● Document excerpt:
▼

This card enables your Commodore 8-bit computer to communicate with a Transputer Module piggybacked onto the card.
A Transputer is a 32bit RISC(ish) CPU from the 80’s that has the unique ability to connect to other Transputers by a very simple 2-wire protocol making it possible to create large, powerful computing networks – at least by 1980+ measures 😉

What can I do with it?
How to talk to the Transputer?
Can I do something useful with that?
How fast can I move data back and forth?
Ok, how much?

After many years the Commodore 8-bit bug had bitten me again and it was due time to put some love into my C64 Transputer interface.
But while at it, I thought it would be handy to use this card not just with my C64 but also on all other Commodore machines featuring an expansion port.

This led to the (to my knowledge) first 8-bit Commodore ‘flipper card’, i.e. it has a port connector on each end. One for the C64 & C128 and one for the C264 family, namely the C16, C116 and Plus/4. Yes, it works with all of them. Pull it from your C64, flip it 180° and plug it into e.g. your Plus/4. Cool, huh?
So here’s a quick feature list:

  • Edge connectors to connect to the Commodore
    • C64
    • C128
    • C16/C116
    • Plus/4
  • Each edge connector offers 2 I/O address ranges to be set by a jumper (0xDE00/0xDF00 and 0xFD90/0xFDF0)
  • Offers two TRAM (TRAnsputer Module) slots to connect either 2 Size-1 or one Size-2 TRAM
  • External Transputer-Link connector to connect the T2C= to larger external Transputer networks (pinout is the same as on the T2A2) – not populated on the pictures here.
  • The data-bus is fully buffered to prevent interference with other cards when used in e.g. an expander
  • 3.3V CPLD used to reduce power-consumption as much as possible.

Here’s the card in full glory… without a TRAM plugged in:

….and with one size-1 TRAM which itself provides a 32bit T800 Transputer and 128K RAM. The 2nd slot is still free.

TRAMs came in a wild range of variations. Be it CPUs used on them and/or the amount of RAM. But there also been peripherals like SCSI controllers or graphic cards – check my little TRAM page if you like to get an idea.
Yes, TRAMs are quite vintage and thus hard (or expensive) to get… but don’t despair… I’ve designed my own and also have some old ones in stock – probably enough to serve the hand-full of interested nerds 😉

What can I do with these?

I knew that was coming 😜
Well it mostly depends on you. The T2C= is an accelerator running its own code in its own RAM and can exchange data with your Commodore 8-bit machine – everything is possible.

All code examples and sources are available in this archive.
Commodore files are in a .D64 disk image.

▲

● Exercise task A: Update the records from their first line through the line containing "255,258,321,280", inclusive, replacing "person's head" with "player's face" and leaving everything else unchanged. Leave out the pictures.
● Exercise task B: Write what follows in the text about the Commodore Transputer card, starting where it stops.
These records have no connection to the text about the Commodore Transputer card.

● Information given:
▼

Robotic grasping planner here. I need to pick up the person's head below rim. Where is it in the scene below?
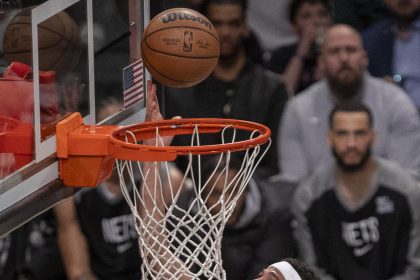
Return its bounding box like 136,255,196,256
319,24,369,100
289,0,332,37
328,102,376,174
199,0,249,60
255,258,321,280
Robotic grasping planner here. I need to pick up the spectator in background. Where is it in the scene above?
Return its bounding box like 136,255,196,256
268,0,331,93
279,24,420,181
364,0,420,110
331,0,388,32
0,210,67,280
162,0,288,176
248,0,296,63
292,103,420,280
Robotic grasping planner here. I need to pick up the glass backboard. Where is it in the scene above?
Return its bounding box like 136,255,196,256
0,0,150,236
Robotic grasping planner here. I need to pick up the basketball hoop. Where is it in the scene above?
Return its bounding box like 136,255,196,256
57,112,271,280
0,115,33,179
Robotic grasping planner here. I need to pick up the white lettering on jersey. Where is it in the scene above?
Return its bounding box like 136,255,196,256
341,217,380,257
102,214,137,243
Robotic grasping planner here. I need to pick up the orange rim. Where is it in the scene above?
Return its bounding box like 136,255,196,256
0,116,21,133
109,118,271,160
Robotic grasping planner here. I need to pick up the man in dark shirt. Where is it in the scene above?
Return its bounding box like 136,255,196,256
293,103,420,280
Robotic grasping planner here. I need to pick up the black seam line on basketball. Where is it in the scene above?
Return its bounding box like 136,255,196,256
144,25,219,41
144,37,219,59
143,49,202,83
146,44,219,59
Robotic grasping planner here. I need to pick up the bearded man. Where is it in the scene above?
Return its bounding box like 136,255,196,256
278,24,420,181
292,103,420,280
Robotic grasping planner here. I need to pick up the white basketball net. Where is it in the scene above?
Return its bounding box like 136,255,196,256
117,123,269,280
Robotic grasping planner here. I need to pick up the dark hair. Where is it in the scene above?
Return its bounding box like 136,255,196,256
329,102,373,128
283,258,321,280
289,0,331,23
198,0,248,16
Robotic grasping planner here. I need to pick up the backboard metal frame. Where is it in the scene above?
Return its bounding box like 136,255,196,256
0,0,150,237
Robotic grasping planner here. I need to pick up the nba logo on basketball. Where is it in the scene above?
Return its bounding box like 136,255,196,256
184,31,193,52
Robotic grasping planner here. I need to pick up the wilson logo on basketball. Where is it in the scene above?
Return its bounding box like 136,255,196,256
161,13,212,29
183,31,193,52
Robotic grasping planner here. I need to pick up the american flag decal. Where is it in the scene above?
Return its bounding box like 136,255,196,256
123,59,143,108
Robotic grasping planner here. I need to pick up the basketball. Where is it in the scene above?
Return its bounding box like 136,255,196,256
3,9,81,74
141,8,220,88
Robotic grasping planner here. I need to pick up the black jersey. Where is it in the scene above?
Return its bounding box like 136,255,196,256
75,187,141,280
293,159,420,280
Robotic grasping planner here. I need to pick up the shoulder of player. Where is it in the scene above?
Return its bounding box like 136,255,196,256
376,158,420,196
293,161,335,211
365,73,409,103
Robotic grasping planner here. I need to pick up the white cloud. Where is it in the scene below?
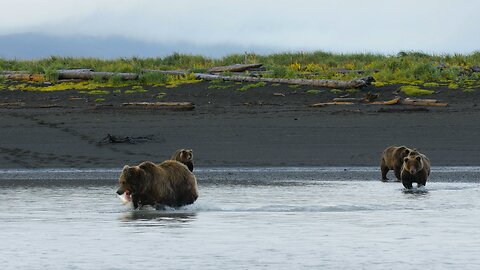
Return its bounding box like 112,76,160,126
0,0,480,53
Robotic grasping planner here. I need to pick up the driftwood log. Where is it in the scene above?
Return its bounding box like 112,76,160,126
402,98,448,107
58,70,138,80
143,69,375,89
122,102,195,111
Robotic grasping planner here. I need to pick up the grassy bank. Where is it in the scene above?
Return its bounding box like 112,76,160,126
0,52,480,89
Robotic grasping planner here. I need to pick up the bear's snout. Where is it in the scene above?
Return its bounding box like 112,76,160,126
117,187,125,195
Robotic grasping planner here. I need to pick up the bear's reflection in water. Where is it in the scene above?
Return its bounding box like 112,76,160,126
122,205,197,225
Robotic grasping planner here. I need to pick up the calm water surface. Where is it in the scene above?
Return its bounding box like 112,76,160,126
0,168,480,269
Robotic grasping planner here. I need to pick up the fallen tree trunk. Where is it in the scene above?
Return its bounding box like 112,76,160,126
333,98,366,103
122,102,195,111
368,97,401,105
143,69,375,89
308,101,354,108
402,98,448,107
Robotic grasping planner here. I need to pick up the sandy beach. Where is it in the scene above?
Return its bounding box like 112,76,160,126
0,82,480,168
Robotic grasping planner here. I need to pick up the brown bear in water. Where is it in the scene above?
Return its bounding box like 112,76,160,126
117,160,198,208
170,149,193,172
400,152,430,189
380,146,415,181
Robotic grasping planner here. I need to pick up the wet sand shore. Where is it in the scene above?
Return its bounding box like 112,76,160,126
0,83,480,168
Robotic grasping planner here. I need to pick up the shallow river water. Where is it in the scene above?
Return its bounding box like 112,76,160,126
0,167,480,269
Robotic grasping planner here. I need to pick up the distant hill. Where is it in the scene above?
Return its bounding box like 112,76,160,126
0,33,274,59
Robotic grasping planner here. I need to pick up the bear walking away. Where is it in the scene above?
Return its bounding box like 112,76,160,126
380,146,416,181
117,160,198,208
400,152,430,189
170,149,193,172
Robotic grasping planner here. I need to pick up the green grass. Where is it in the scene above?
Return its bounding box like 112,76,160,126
207,84,233,90
423,82,440,87
400,85,435,96
0,51,480,91
305,89,322,95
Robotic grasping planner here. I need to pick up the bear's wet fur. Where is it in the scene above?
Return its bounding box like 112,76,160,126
400,152,430,189
170,149,193,172
380,146,417,181
117,160,198,208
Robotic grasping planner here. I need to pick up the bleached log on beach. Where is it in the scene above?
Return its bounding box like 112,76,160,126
308,101,354,108
58,70,138,80
208,63,263,73
122,102,195,111
368,97,401,105
402,98,448,107
143,70,375,89
333,98,366,103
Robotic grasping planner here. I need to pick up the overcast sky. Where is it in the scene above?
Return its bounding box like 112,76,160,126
0,0,480,53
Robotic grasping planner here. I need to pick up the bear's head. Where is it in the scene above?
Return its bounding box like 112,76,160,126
398,146,418,158
117,165,146,196
403,155,423,175
180,149,193,162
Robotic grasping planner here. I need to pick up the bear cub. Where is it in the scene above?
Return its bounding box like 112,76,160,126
400,152,430,189
170,149,193,172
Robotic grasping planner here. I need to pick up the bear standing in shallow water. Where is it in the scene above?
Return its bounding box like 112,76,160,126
170,149,193,172
380,146,415,181
400,152,430,189
117,160,198,208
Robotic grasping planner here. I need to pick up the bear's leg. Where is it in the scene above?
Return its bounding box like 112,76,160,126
380,158,389,181
402,180,412,189
393,168,402,182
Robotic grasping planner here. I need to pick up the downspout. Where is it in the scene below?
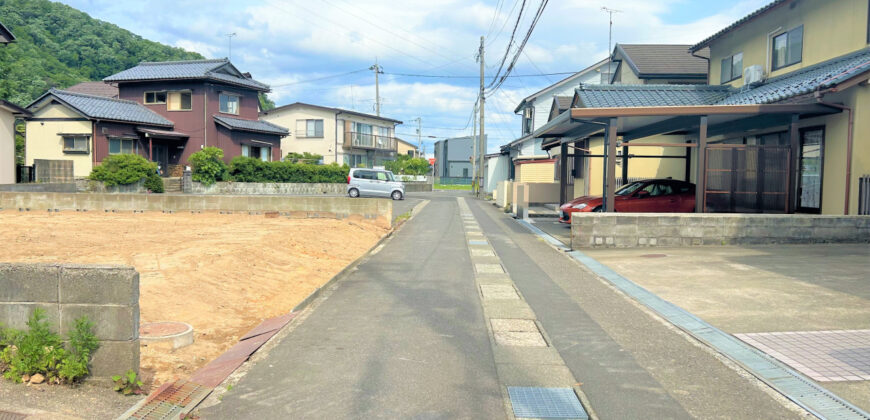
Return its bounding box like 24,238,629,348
814,90,855,216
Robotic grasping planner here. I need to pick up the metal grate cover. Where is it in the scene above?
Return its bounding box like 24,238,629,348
508,386,589,420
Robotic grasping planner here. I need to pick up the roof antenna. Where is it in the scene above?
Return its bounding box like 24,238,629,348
226,32,236,61
601,6,622,78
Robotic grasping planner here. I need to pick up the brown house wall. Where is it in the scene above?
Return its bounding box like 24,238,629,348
117,81,270,165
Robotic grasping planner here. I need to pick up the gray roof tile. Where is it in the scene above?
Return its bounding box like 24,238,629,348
103,58,269,91
214,115,290,136
576,85,730,108
41,89,173,127
716,48,870,105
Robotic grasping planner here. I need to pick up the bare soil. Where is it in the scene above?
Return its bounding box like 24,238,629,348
0,212,387,387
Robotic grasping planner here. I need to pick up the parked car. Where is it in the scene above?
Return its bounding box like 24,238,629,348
347,168,405,200
559,179,695,223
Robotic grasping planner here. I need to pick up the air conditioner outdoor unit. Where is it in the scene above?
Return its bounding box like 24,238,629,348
743,64,764,85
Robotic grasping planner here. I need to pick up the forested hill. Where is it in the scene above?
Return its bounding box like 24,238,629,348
0,0,204,106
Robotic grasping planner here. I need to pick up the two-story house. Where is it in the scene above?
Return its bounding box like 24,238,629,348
260,102,407,168
534,0,870,214
26,59,288,177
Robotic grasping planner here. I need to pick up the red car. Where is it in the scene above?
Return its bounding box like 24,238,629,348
559,179,695,223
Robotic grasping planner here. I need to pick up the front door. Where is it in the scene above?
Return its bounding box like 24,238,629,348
797,127,825,213
151,144,169,176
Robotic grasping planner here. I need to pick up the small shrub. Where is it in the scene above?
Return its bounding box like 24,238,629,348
112,369,142,395
0,308,99,384
145,174,164,193
88,154,157,187
188,147,227,185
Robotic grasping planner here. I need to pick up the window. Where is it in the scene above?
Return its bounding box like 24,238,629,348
242,144,272,162
109,138,136,155
166,92,192,111
296,120,323,138
772,26,804,70
63,136,90,153
219,93,240,115
720,52,743,83
145,92,166,105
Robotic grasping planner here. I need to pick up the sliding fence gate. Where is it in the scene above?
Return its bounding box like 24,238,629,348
704,144,791,213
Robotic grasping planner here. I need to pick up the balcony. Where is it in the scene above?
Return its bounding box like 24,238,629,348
344,131,397,151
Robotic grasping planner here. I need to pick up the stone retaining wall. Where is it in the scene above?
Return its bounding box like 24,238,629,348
0,192,393,227
0,263,139,377
571,213,870,249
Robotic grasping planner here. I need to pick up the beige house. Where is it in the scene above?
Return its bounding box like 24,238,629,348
260,102,408,167
0,100,27,184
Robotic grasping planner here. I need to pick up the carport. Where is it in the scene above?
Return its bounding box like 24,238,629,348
534,103,840,213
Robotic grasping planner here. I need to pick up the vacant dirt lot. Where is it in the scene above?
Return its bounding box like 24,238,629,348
0,211,386,385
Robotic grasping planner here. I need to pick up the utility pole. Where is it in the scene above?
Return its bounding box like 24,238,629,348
476,36,486,196
227,32,236,61
369,58,383,117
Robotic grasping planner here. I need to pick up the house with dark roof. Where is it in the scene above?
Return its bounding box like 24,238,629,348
27,59,289,177
260,102,407,168
533,0,870,215
103,58,289,176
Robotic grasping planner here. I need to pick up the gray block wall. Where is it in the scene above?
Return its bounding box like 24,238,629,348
571,213,870,249
0,263,139,377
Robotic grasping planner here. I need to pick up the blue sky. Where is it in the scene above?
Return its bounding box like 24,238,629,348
62,0,768,153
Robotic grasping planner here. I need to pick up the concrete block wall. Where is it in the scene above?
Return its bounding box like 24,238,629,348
0,263,139,377
0,192,393,227
571,213,870,249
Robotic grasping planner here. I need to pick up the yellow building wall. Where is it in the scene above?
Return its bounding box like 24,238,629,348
25,105,94,178
515,162,556,183
710,0,868,87
800,86,870,215
574,135,686,197
0,109,15,184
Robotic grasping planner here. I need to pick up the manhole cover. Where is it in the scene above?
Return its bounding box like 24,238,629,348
508,386,589,419
139,322,193,350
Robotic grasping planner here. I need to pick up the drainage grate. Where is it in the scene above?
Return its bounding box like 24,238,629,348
130,379,212,420
508,386,589,420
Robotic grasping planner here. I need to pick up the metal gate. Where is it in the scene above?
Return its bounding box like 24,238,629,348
704,144,791,213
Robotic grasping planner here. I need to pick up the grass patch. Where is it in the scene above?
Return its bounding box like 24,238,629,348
432,184,471,191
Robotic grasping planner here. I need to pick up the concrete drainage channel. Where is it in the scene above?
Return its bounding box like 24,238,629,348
518,220,870,420
458,198,595,419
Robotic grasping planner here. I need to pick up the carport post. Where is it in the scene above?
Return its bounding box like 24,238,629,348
604,118,618,213
695,115,707,213
559,143,576,206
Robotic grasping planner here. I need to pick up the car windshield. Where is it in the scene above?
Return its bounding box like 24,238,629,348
615,181,644,195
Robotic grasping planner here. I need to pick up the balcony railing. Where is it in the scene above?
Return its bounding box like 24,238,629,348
344,131,397,151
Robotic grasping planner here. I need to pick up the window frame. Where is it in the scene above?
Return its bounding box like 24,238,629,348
166,90,193,112
220,92,242,115
719,51,743,85
770,25,804,71
142,90,167,105
60,134,91,155
106,137,139,155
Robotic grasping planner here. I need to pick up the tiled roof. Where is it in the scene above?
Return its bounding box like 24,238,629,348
616,44,707,76
575,85,730,108
716,48,870,105
103,58,269,91
689,0,791,51
214,115,290,136
64,82,118,98
35,88,172,127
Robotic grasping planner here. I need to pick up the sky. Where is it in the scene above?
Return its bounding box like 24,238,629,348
61,0,769,155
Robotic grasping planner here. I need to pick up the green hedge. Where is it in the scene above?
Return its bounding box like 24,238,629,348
229,156,350,184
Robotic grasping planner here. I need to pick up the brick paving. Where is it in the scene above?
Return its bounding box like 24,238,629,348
734,330,870,382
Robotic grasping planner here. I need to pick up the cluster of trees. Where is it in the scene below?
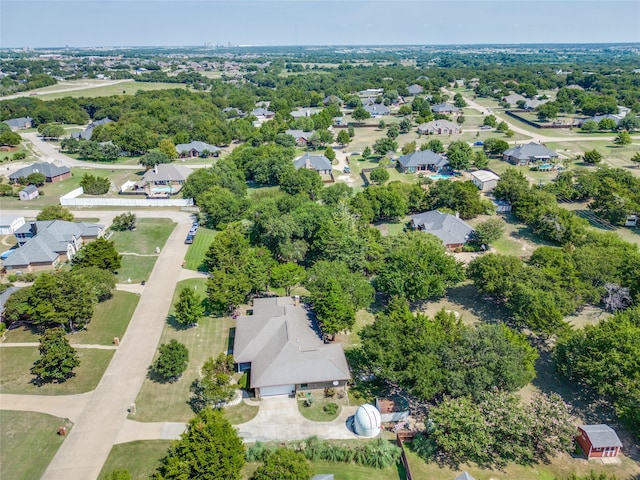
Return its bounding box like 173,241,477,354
468,232,640,334
411,391,576,468
357,298,538,401
554,307,640,436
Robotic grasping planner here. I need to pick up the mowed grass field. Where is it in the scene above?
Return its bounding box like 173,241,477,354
0,347,115,395
5,290,140,345
185,227,217,272
129,279,235,422
0,410,72,480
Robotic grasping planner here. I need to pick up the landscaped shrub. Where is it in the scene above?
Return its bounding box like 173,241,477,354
322,402,338,415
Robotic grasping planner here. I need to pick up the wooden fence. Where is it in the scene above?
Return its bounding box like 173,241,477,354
396,432,416,480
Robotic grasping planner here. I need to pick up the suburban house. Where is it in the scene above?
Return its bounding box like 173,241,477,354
431,103,460,115
0,215,24,235
284,130,315,147
71,117,113,140
3,220,104,272
363,103,391,118
4,117,33,130
293,153,333,175
233,297,351,397
9,162,71,183
398,150,449,173
176,141,220,158
411,210,474,250
407,83,424,95
471,170,500,192
418,120,462,135
502,142,558,165
501,93,527,107
136,163,193,189
576,425,622,459
375,395,409,422
322,95,343,105
251,107,275,120
291,108,322,118
18,185,40,200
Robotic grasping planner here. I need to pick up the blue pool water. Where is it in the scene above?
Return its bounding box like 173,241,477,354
429,173,455,180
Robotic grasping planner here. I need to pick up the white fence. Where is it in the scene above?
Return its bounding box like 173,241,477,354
60,187,193,207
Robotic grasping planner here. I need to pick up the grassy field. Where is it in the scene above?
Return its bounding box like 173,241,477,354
0,347,115,395
185,227,216,272
406,444,640,480
0,410,72,480
130,279,235,422
5,290,140,345
32,80,186,100
98,440,173,480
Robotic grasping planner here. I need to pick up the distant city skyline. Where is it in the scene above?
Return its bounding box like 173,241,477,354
0,0,640,48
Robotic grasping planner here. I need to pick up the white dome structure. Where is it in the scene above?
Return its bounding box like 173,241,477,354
353,403,382,438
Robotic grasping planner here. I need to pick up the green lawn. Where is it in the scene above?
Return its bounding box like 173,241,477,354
406,448,640,480
98,440,173,480
109,218,176,255
130,279,235,422
241,461,400,480
0,410,72,480
6,290,140,345
185,227,216,272
0,347,115,395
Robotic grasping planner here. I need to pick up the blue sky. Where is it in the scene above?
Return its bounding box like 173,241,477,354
0,0,640,48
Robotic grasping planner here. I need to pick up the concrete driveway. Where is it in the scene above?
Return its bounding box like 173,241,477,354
237,396,358,442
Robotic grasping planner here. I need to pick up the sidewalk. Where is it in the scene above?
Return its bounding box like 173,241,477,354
42,215,191,480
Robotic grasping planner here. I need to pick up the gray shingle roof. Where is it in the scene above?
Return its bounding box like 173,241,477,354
293,153,332,171
411,210,473,245
138,163,192,185
233,297,351,388
398,150,449,168
580,424,622,448
504,142,558,160
9,162,71,182
431,103,460,113
176,140,220,153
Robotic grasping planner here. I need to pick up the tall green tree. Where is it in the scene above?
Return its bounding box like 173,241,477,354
153,408,245,480
174,287,204,326
31,328,80,384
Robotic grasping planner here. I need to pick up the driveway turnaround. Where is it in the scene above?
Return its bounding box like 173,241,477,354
42,218,191,480
236,396,358,442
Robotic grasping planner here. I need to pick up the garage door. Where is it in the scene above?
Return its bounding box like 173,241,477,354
260,385,296,397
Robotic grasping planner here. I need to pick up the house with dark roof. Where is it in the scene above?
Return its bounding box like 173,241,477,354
363,103,391,118
322,95,343,105
71,117,113,140
407,83,424,95
576,425,622,459
9,162,71,183
233,297,351,397
398,150,449,173
411,210,474,250
4,117,33,130
502,142,559,165
176,140,220,158
284,130,315,147
18,185,40,201
2,220,104,272
431,103,460,115
418,120,462,135
293,153,333,175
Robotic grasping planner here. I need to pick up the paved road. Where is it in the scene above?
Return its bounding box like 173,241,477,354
42,216,191,480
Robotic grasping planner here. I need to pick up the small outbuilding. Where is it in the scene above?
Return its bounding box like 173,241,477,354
353,403,382,438
471,170,500,192
576,425,622,459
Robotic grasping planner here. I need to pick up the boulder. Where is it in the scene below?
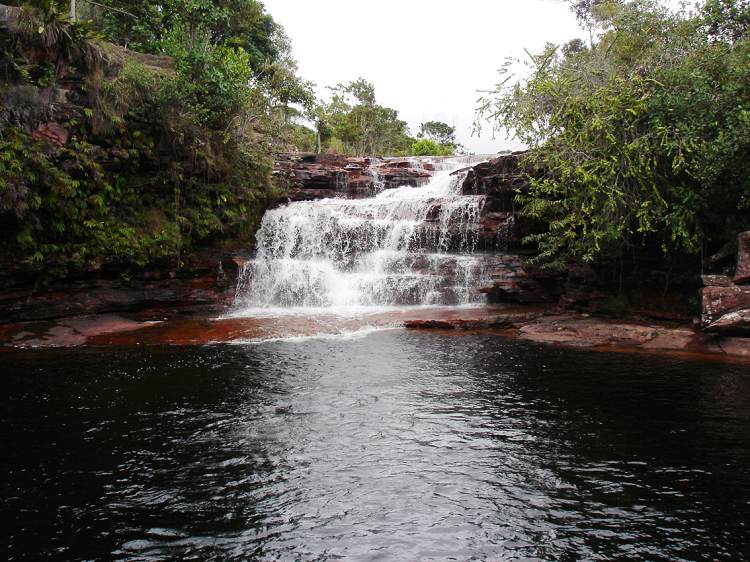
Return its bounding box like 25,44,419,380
701,285,750,333
734,232,750,284
273,153,432,201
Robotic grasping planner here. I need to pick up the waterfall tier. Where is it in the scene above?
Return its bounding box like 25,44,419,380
237,158,494,308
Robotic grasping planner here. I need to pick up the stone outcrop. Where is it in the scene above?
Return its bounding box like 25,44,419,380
701,232,750,335
273,153,432,201
0,250,247,324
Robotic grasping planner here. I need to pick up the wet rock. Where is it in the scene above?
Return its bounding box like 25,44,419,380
480,254,559,303
462,152,528,212
31,122,68,146
273,153,433,201
718,338,750,358
0,250,253,323
734,232,750,284
701,285,750,333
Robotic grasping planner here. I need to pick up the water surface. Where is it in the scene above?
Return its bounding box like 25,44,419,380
0,331,750,560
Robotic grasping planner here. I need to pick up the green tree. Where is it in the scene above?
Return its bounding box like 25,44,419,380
480,0,750,265
411,139,453,156
315,78,412,155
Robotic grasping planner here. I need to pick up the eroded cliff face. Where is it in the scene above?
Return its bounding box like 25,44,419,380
273,153,434,202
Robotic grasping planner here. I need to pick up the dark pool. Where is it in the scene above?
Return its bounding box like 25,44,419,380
0,331,750,560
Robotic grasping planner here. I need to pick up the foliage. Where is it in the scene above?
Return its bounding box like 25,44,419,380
0,0,292,275
480,0,750,266
417,121,461,154
312,78,413,156
411,139,453,156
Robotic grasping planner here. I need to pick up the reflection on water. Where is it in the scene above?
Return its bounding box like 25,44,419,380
0,332,750,560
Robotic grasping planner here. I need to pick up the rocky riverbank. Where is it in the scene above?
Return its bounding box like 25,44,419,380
0,154,750,357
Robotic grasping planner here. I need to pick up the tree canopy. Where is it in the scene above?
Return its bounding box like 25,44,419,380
479,0,750,265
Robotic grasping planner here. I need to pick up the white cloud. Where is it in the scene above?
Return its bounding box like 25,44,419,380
264,0,581,153
264,0,696,153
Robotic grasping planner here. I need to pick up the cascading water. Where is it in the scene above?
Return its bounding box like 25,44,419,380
236,158,494,309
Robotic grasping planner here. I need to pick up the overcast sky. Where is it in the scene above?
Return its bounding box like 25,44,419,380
264,0,582,153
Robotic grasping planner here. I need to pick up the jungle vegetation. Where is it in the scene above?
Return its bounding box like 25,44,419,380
479,0,750,267
0,0,452,276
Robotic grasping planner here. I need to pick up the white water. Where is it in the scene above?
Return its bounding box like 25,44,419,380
236,154,494,314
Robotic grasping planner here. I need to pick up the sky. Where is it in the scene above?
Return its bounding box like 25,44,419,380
263,0,583,153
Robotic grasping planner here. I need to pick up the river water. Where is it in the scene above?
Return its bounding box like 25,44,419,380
0,330,750,560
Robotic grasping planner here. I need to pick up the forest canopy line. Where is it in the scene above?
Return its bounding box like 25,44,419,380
0,0,455,276
479,0,750,267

▲

● Task output A:
Robotic grasping planner here. I need to pick up the player's face below rim. Where is it in the scene below?
Return its bounding box like 136,255,196,256
319,24,369,100
289,0,332,37
328,102,376,174
199,0,249,60
255,258,321,280

● Task output B:
Personally I always have the initial reflex to run a Mandelbrot fractal on everything’s slightly capable to do so. Most of the time, that’s where my euphoria ends and my project-ADHD kicks in… but that doesn’t stop you from having cool ideas.

Technically this setup isn’t much different from slapping a Raspberry Pi to your Commie and let that do stuff… but there’s something I’d like to call the “5 connoisseurs C’s” which might not be everyone’s cup of tee but very tempting to others:

  • Contemporary: Transputers are from the same era like your Commodore machine while being much more powerful – we’re talking about ~15MIPS here.
  • Completely different: Transputers are natively programmed in OCCAM, a very interesting, different language than the one you might be used to.
    That said, no worries, there are C, Pascal and Fortran compilers, too. Here’s a page offering a little “SDK” I created – it’s a VirtualBox image coming with everything you need to start coding.
  • Connected: Transputers are made to be networked into a parallel network… making your well programmed application running even faster as benchmarks show.
  • Challenging: “Well programmed” means wrapping your genius brain around multi-threaded, parallel paradigms or use the fast 2 or 4K on-chip RAM the most clever way.
  • Communicate: And finally, find a clever way to communicate with the host (i.e. your Commodore) and vice versa.

Ideas for using it could be raytracing, do complex calculations, heavily compress/manipulate data, use it as a simple storage (“Stupid-REU”) or write a Helios server for it and use your C= as a terminal [Helios is a UNIXish OS running on 1 to infinitive Transputers]

A final word of warning: While the T2C= uses very little power, a Transputer (and the RAM on a TRAM) does use quite some juice.
Depending on the TRAM this can be as little as 500mA up to 1A – which means your power-supply should be a stronger one.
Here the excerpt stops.